(Records from a point labeling set)

□ □ □ □

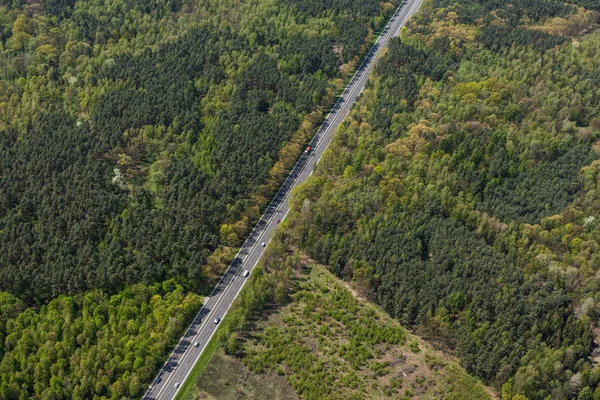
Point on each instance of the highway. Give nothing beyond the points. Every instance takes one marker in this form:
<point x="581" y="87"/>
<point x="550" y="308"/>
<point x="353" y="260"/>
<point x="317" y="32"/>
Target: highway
<point x="185" y="355"/>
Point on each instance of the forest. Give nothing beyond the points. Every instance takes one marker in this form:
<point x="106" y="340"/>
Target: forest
<point x="462" y="194"/>
<point x="138" y="142"/>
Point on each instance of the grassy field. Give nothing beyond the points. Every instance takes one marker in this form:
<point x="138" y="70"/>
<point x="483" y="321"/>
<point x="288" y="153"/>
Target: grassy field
<point x="326" y="343"/>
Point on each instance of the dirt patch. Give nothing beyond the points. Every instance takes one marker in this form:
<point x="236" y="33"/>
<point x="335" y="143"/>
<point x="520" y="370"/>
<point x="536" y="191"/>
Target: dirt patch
<point x="227" y="378"/>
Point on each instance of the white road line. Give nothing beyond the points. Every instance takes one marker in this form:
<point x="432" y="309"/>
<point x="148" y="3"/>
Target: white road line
<point x="253" y="257"/>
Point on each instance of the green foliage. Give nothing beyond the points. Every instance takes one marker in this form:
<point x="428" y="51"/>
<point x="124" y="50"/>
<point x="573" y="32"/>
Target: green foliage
<point x="464" y="200"/>
<point x="91" y="345"/>
<point x="131" y="133"/>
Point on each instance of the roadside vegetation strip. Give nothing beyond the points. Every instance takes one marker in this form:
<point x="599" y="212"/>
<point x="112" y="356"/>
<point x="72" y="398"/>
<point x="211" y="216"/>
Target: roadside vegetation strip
<point x="187" y="387"/>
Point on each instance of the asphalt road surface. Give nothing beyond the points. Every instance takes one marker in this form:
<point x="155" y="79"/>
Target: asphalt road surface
<point x="186" y="353"/>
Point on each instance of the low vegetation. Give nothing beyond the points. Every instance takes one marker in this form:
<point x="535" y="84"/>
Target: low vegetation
<point x="327" y="344"/>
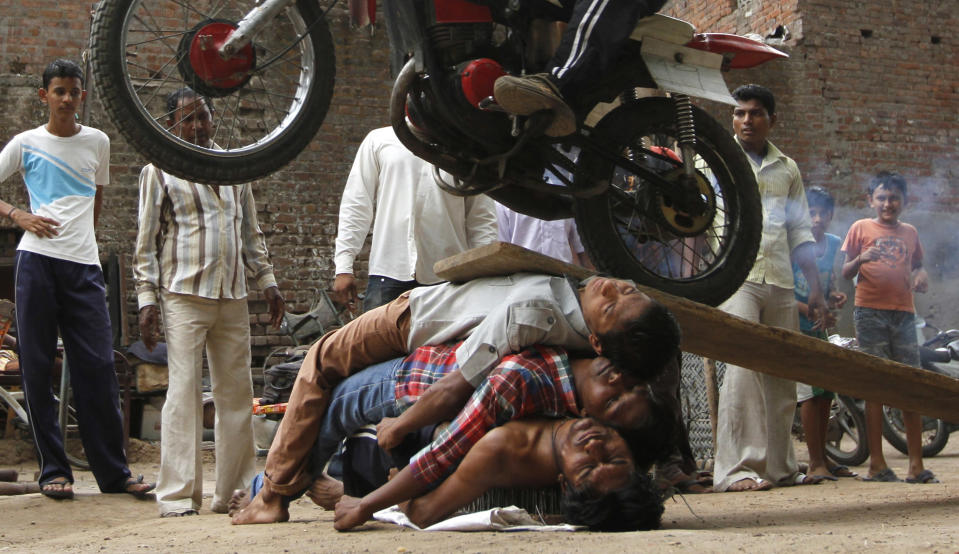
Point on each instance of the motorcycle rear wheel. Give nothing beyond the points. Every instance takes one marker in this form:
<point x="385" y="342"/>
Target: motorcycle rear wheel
<point x="264" y="116"/>
<point x="628" y="231"/>
<point x="846" y="442"/>
<point x="935" y="432"/>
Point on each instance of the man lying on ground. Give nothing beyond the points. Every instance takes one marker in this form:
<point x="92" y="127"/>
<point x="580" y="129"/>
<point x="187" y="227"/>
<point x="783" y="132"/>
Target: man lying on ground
<point x="496" y="315"/>
<point x="592" y="463"/>
<point x="540" y="381"/>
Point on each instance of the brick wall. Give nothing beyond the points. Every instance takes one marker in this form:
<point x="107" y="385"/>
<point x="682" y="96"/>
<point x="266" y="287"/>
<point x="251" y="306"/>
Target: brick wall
<point x="869" y="86"/>
<point x="297" y="207"/>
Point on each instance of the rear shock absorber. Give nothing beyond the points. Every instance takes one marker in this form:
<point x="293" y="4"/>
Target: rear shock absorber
<point x="686" y="135"/>
<point x="686" y="132"/>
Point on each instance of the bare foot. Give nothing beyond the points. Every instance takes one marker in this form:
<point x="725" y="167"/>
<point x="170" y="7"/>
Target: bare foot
<point x="818" y="470"/>
<point x="325" y="492"/>
<point x="266" y="507"/>
<point x="750" y="484"/>
<point x="803" y="479"/>
<point x="349" y="514"/>
<point x="238" y="500"/>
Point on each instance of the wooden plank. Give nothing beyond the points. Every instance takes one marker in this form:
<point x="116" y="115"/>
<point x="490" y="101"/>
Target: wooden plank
<point x="715" y="334"/>
<point x="502" y="258"/>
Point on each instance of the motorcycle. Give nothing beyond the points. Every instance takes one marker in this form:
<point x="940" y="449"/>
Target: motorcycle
<point x="846" y="431"/>
<point x="660" y="191"/>
<point x="942" y="348"/>
<point x="846" y="442"/>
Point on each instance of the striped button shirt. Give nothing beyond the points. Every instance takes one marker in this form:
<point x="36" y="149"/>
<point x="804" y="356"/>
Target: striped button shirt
<point x="195" y="239"/>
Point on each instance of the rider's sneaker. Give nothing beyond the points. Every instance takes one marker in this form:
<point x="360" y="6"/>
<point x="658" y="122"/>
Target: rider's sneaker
<point x="532" y="93"/>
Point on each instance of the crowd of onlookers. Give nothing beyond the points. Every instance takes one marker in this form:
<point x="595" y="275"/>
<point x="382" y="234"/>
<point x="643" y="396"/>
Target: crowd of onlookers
<point x="548" y="379"/>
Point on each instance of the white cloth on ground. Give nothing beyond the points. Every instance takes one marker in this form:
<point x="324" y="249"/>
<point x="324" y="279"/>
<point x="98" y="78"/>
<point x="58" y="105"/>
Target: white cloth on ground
<point x="510" y="518"/>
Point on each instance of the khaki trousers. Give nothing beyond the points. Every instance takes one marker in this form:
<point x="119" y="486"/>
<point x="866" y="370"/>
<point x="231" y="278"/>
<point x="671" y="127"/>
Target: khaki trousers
<point x="376" y="336"/>
<point x="223" y="327"/>
<point x="756" y="410"/>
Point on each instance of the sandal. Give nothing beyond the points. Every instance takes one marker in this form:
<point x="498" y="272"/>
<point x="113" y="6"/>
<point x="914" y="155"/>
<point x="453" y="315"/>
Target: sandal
<point x="885" y="476"/>
<point x="180" y="514"/>
<point x="842" y="471"/>
<point x="64" y="492"/>
<point x="925" y="477"/>
<point x="140" y="493"/>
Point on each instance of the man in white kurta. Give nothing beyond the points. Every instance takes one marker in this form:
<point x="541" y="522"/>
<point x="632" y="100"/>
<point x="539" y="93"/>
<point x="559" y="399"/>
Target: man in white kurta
<point x="415" y="224"/>
<point x="753" y="443"/>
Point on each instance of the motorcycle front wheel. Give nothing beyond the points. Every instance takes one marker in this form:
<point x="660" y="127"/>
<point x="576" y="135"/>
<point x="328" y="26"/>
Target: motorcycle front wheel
<point x="935" y="432"/>
<point x="636" y="230"/>
<point x="268" y="101"/>
<point x="846" y="432"/>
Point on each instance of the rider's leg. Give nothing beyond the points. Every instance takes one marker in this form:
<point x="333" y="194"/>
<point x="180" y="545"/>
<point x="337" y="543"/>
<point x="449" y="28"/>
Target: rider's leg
<point x="596" y="32"/>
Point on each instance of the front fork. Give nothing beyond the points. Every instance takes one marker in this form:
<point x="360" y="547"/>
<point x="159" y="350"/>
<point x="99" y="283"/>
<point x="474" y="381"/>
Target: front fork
<point x="251" y="23"/>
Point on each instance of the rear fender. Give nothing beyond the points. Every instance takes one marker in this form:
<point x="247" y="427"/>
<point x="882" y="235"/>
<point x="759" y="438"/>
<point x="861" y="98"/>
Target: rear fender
<point x="740" y="52"/>
<point x="362" y="12"/>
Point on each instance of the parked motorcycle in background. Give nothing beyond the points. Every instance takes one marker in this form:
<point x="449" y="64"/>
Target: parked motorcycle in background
<point x="846" y="433"/>
<point x="660" y="191"/>
<point x="941" y="348"/>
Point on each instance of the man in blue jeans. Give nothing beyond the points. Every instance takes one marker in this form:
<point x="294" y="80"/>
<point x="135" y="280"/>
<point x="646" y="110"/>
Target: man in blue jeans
<point x="539" y="381"/>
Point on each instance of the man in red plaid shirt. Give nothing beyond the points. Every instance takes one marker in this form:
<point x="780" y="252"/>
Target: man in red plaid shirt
<point x="539" y="381"/>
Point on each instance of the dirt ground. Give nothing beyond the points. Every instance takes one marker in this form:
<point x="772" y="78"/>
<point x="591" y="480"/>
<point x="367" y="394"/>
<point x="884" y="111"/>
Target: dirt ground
<point x="848" y="515"/>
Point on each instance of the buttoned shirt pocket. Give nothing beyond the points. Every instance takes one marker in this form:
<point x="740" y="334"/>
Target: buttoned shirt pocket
<point x="529" y="325"/>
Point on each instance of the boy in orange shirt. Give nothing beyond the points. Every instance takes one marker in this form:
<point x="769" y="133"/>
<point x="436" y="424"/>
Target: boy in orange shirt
<point x="886" y="255"/>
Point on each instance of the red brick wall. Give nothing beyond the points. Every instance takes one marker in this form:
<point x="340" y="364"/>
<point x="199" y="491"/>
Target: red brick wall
<point x="297" y="207"/>
<point x="866" y="88"/>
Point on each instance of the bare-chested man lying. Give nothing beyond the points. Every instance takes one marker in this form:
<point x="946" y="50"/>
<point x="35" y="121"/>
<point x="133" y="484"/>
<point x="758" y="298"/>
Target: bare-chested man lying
<point x="601" y="486"/>
<point x="496" y="315"/>
<point x="541" y="381"/>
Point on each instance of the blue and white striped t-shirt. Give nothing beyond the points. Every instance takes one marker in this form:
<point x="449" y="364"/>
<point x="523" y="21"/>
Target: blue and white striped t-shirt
<point x="61" y="174"/>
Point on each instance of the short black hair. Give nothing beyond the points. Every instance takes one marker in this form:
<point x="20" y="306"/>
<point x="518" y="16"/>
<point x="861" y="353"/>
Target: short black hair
<point x="820" y="197"/>
<point x="756" y="92"/>
<point x="641" y="347"/>
<point x="889" y="180"/>
<point x="173" y="100"/>
<point x="61" y="68"/>
<point x="637" y="506"/>
<point x="658" y="437"/>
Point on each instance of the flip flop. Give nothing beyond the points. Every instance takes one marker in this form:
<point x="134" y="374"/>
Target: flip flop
<point x="842" y="471"/>
<point x="64" y="493"/>
<point x="694" y="486"/>
<point x="141" y="493"/>
<point x="180" y="514"/>
<point x="885" y="476"/>
<point x="761" y="485"/>
<point x="802" y="479"/>
<point x="925" y="477"/>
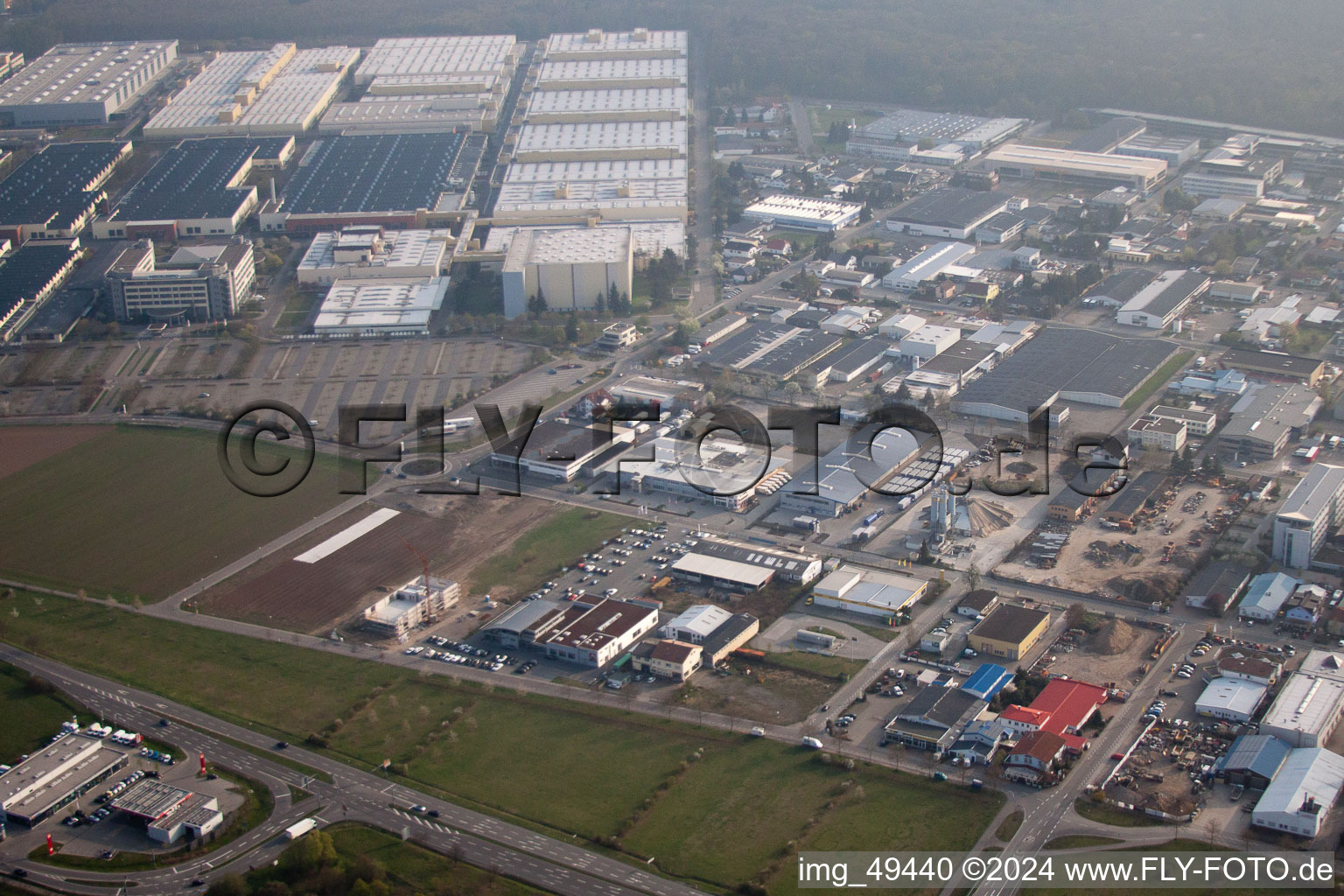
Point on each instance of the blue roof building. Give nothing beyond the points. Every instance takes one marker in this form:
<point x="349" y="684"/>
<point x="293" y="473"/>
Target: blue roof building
<point x="988" y="680"/>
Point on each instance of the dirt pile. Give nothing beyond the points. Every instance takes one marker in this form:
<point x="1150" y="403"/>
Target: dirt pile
<point x="1113" y="637"/>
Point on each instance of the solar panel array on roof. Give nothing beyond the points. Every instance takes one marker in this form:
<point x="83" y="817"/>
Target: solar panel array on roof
<point x="373" y="173"/>
<point x="192" y="178"/>
<point x="52" y="187"/>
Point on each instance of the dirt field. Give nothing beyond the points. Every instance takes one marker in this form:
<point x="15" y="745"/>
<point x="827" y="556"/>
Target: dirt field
<point x="315" y="597"/>
<point x="1096" y="557"/>
<point x="22" y="446"/>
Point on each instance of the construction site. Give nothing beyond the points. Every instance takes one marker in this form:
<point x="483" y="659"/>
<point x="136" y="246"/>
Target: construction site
<point x="1144" y="554"/>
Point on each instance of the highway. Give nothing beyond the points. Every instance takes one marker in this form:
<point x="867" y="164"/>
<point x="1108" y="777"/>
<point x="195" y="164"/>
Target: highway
<point x="354" y="794"/>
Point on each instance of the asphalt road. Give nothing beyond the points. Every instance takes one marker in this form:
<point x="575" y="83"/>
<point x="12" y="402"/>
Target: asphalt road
<point x="355" y="794"/>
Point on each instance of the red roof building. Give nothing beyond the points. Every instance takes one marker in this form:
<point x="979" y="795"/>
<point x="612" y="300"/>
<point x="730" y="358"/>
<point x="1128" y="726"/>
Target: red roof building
<point x="1062" y="708"/>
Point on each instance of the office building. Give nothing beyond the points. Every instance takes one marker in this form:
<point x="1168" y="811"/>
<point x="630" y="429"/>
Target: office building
<point x="84" y="83"/>
<point x="1308" y="514"/>
<point x="198" y="283"/>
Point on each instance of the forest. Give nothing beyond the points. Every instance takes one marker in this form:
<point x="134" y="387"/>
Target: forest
<point x="1241" y="60"/>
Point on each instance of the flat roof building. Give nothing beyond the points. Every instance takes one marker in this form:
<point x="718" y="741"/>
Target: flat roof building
<point x="57" y="191"/>
<point x="1065" y="366"/>
<point x="371" y="178"/>
<point x="611" y="73"/>
<point x="1265" y="419"/>
<point x="84" y="83"/>
<point x="363" y="253"/>
<point x="1093" y="170"/>
<point x="609" y="188"/>
<point x="416" y="604"/>
<point x="1303" y="793"/>
<point x="388" y="305"/>
<point x="1010" y="632"/>
<point x="1309" y="704"/>
<point x="869" y="592"/>
<point x="949" y="213"/>
<point x="260" y="93"/>
<point x="601" y="140"/>
<point x="197" y="188"/>
<point x="802" y="213"/>
<point x="200" y="284"/>
<point x="54" y="775"/>
<point x="1164" y="300"/>
<point x="1230" y="699"/>
<point x="1308" y="514"/>
<point x="567" y="268"/>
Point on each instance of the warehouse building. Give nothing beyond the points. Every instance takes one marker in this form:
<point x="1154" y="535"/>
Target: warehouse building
<point x="1230" y="699"/>
<point x="804" y="213"/>
<point x="258" y="93"/>
<point x="1158" y="304"/>
<point x="382" y="306"/>
<point x="556" y="451"/>
<point x="1303" y="794"/>
<point x="578" y="190"/>
<point x="388" y="178"/>
<point x="611" y="73"/>
<point x="1218" y="586"/>
<point x="1092" y="170"/>
<point x="718" y="465"/>
<point x="416" y="604"/>
<point x="1120" y="288"/>
<point x="84" y="83"/>
<point x="57" y="191"/>
<point x="1063" y="366"/>
<point x="949" y="213"/>
<point x="197" y="188"/>
<point x="569" y="268"/>
<point x="934" y="719"/>
<point x="639" y="43"/>
<point x="601" y="140"/>
<point x="29" y="277"/>
<point x="927" y="266"/>
<point x="626" y="103"/>
<point x="1309" y="704"/>
<point x="1274" y="366"/>
<point x="1173" y="150"/>
<point x="1251" y="762"/>
<point x="1010" y="632"/>
<point x="168" y="813"/>
<point x="839" y="488"/>
<point x="1311" y="512"/>
<point x="869" y="592"/>
<point x="54" y="777"/>
<point x="198" y="283"/>
<point x="355" y="253"/>
<point x="1265" y="419"/>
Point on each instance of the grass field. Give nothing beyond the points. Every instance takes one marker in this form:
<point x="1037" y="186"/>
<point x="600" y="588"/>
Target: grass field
<point x="547" y="547"/>
<point x="1158" y="381"/>
<point x="30" y="719"/>
<point x="142" y="512"/>
<point x="724" y="817"/>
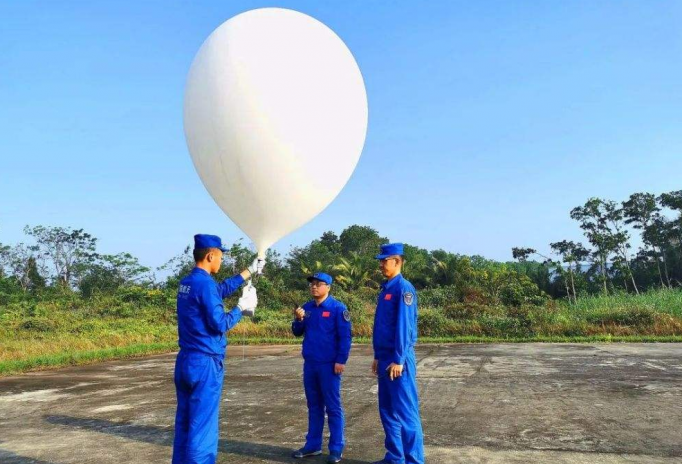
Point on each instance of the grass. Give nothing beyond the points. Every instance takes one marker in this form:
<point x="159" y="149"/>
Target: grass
<point x="55" y="333"/>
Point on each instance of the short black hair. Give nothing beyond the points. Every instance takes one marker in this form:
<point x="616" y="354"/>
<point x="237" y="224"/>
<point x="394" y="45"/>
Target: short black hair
<point x="201" y="253"/>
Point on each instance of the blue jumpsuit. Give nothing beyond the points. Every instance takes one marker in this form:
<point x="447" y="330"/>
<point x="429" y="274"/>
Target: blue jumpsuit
<point x="394" y="337"/>
<point x="202" y="323"/>
<point x="327" y="341"/>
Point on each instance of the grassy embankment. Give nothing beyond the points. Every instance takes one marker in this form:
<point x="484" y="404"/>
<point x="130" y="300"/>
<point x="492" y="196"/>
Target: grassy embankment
<point x="71" y="330"/>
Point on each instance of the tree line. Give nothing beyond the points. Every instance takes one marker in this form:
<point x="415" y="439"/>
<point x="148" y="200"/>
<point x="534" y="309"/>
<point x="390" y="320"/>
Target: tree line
<point x="607" y="263"/>
<point x="67" y="260"/>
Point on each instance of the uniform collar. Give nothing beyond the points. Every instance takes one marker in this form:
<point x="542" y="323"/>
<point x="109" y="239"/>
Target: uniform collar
<point x="198" y="270"/>
<point x="391" y="282"/>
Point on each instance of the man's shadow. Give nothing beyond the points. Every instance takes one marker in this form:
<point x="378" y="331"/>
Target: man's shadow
<point x="164" y="437"/>
<point x="8" y="457"/>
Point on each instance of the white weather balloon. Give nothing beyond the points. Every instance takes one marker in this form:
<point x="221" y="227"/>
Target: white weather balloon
<point x="275" y="118"/>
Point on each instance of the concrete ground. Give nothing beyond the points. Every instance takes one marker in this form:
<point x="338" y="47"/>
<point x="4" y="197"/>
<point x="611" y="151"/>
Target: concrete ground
<point x="540" y="403"/>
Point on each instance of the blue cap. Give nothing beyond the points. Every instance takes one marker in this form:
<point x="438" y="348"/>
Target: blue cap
<point x="208" y="241"/>
<point x="390" y="249"/>
<point x="322" y="277"/>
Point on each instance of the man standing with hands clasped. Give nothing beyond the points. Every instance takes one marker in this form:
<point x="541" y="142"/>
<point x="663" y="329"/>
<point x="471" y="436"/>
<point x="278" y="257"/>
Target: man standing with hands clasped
<point x="393" y="339"/>
<point x="325" y="324"/>
<point x="202" y="323"/>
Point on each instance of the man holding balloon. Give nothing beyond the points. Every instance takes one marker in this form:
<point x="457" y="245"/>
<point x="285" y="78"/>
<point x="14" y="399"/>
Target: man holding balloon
<point x="202" y="323"/>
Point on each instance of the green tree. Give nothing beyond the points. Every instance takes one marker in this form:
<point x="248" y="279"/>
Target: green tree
<point x="68" y="250"/>
<point x="643" y="213"/>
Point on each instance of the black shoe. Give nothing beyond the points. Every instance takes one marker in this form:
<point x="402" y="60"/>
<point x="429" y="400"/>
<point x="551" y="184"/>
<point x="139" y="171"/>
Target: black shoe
<point x="333" y="458"/>
<point x="304" y="453"/>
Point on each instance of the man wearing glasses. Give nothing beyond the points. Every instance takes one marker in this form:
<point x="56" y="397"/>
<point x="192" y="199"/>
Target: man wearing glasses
<point x="393" y="338"/>
<point x="325" y="324"/>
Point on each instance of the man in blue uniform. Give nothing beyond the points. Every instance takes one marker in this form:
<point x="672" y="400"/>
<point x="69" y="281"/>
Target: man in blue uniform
<point x="202" y="323"/>
<point x="325" y="324"/>
<point x="394" y="337"/>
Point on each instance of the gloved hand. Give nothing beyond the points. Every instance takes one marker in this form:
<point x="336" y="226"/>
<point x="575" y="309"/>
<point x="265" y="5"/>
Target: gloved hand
<point x="248" y="301"/>
<point x="256" y="267"/>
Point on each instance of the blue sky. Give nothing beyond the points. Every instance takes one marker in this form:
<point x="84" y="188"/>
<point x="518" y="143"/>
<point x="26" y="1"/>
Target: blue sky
<point x="488" y="122"/>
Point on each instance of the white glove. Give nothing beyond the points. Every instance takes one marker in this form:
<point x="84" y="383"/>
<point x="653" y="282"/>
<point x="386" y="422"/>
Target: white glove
<point x="248" y="301"/>
<point x="256" y="266"/>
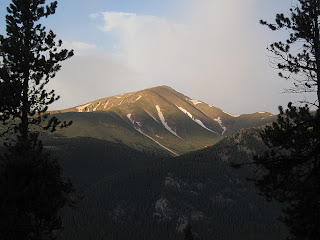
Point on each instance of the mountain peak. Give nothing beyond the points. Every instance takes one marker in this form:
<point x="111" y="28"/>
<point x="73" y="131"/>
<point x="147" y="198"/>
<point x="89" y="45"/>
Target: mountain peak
<point x="167" y="118"/>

□ □ □ □

Leave out the pictures, and please output only the lines from the line that contains "Point on each instance of the man in blue uniform." through the end of the data, both ends included.

Point on each instance of the man in blue uniform. Give nothing beyond the points. Every instance takes one marker in this form:
<point x="672" y="400"/>
<point x="69" y="281"/>
Target: man in blue uniform
<point x="202" y="323"/>
<point x="325" y="324"/>
<point x="394" y="337"/>
Point on each instance of the gloved hand. Give nothing beyond the points. Every instance takes one marker in this form:
<point x="336" y="226"/>
<point x="575" y="309"/>
<point x="265" y="5"/>
Target: gloved hand
<point x="248" y="301"/>
<point x="256" y="267"/>
Point on each instance of the blue sky. Give nothing beyond the points. Every instance takes one marker in this form:
<point x="84" y="188"/>
<point x="518" y="143"/>
<point x="26" y="1"/>
Target: blue sky
<point x="488" y="122"/>
Point on each instance of the white glove. Give nothing beyond the points. Every instance takes one marker in this form:
<point x="84" y="383"/>
<point x="653" y="282"/>
<point x="386" y="422"/>
Target: white glove
<point x="248" y="301"/>
<point x="256" y="266"/>
Point on each instance of the mountain peak. Give nothing beyond the points. Every instance takes one marker in this form:
<point x="111" y="28"/>
<point x="73" y="131"/>
<point x="147" y="198"/>
<point x="89" y="45"/>
Target: mountain peak
<point x="167" y="118"/>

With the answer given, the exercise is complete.